* Passage shown:
# # # # #

Thursday, November 7, 2013

Travels to San Francisco, California

San Francisco is the leading financial and cultural center of Northern California and the San Francisco Bay Area.  Spanish for "Saint Francis," the city was founded on June 29, 1776, when colonists from Spain established a fort at the Golden Gate and a mission named for St. Francis of Assisi a few miles away.  The California Gold Rush of 1849 brought rapid growth, making it the largest city on the West Coast at the time. Today, San Francisco is renowned for its cool summers, fog, steep rolling hills, eclectic mix of architecture, and landmarks including the Golden Gate Bridge, cable cars, the former prison on Alcatraz Island, and its Chinatown district. It is also a primary banking and finance center.

# # # # #

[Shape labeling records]

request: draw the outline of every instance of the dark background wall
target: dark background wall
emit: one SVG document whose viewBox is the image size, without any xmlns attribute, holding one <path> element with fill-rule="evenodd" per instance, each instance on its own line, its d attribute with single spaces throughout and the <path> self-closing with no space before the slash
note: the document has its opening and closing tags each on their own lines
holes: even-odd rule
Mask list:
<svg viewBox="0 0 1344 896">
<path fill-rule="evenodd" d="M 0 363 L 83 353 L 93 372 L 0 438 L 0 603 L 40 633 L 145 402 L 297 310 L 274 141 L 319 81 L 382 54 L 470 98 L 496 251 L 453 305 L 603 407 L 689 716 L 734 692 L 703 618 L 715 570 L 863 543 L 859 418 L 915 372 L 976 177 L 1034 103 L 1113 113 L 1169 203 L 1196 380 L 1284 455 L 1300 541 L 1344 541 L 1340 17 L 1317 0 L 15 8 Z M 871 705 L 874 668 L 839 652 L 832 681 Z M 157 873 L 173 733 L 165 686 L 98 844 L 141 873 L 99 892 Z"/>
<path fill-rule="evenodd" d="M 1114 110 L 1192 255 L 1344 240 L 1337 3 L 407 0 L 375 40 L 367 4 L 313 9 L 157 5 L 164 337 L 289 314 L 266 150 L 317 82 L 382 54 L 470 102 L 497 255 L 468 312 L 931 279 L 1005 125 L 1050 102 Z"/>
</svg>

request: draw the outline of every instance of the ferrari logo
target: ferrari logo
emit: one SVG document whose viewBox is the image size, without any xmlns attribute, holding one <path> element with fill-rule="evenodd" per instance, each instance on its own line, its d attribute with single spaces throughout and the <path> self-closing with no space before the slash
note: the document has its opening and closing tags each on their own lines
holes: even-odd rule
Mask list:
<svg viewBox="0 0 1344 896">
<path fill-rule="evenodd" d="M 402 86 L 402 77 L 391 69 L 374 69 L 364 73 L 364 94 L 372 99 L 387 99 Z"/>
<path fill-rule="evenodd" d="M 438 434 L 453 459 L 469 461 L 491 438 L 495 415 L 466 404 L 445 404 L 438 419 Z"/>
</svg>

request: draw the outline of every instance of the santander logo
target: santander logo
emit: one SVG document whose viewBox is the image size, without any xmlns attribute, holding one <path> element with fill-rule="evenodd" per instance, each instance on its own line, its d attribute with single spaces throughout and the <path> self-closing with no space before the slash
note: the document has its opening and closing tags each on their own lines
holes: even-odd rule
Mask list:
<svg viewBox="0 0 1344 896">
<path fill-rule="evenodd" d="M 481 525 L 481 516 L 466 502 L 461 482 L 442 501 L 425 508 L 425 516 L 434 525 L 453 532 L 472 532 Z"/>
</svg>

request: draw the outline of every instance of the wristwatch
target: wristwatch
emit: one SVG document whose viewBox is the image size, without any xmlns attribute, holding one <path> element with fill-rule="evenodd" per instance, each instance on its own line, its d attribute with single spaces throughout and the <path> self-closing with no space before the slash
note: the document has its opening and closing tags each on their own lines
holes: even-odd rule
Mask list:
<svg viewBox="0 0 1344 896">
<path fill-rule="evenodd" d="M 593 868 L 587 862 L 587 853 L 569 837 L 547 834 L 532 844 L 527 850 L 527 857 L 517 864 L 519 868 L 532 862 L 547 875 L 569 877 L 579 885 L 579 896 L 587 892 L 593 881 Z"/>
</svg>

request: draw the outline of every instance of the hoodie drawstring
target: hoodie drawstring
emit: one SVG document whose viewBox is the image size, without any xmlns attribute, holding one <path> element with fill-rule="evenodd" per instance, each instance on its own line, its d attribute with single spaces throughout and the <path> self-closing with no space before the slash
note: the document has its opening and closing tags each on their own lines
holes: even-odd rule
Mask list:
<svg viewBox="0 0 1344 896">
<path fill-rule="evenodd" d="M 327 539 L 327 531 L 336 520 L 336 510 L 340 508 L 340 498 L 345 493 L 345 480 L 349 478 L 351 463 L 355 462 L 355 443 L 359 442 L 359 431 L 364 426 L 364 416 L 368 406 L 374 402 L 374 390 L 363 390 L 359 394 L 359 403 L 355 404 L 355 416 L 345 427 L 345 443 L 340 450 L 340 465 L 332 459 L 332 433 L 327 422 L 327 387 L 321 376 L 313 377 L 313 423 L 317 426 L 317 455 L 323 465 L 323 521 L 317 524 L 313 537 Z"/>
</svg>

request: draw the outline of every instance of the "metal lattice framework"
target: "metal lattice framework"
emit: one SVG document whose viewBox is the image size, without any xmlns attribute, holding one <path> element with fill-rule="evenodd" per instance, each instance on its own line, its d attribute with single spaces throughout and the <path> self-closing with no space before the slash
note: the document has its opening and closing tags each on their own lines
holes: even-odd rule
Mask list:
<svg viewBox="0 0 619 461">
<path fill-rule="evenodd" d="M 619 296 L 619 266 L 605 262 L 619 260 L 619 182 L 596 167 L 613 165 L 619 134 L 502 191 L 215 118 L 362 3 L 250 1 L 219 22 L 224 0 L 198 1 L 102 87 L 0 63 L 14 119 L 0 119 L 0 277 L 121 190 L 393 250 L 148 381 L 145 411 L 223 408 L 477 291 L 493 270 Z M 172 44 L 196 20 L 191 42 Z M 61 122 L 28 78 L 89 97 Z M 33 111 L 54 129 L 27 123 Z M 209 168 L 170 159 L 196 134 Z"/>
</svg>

# # # # #

* Tasks:
a – In the San Francisco passage, on what date was the city founded?
b – Copy the San Francisco passage word for word, starting with "San Francisco is the" and going on through "and finance center.".

* Answers given:
a – June 29, 1776

b –
San Francisco is the leading financial and cultural center of Northern California and the San Francisco Bay Area.  Spanish for "Saint Francis," the city was founded on June 29, 1776, when colonists from Spain established a fort at the Golden Gate and a mission named for St. Francis of Assisi a few miles away.  The California Gold Rush of 1849 brought rapid growth, making it the largest city on the West Coast at the time. Today, San Francisco is renowned for its cool summers, fog, steep rolling hills, eclectic mix of architecture, and landmarks including the Golden Gate Bridge, cable cars, the former prison on Alcatraz Island, and its Chinatown district. It is also a primary banking and finance center.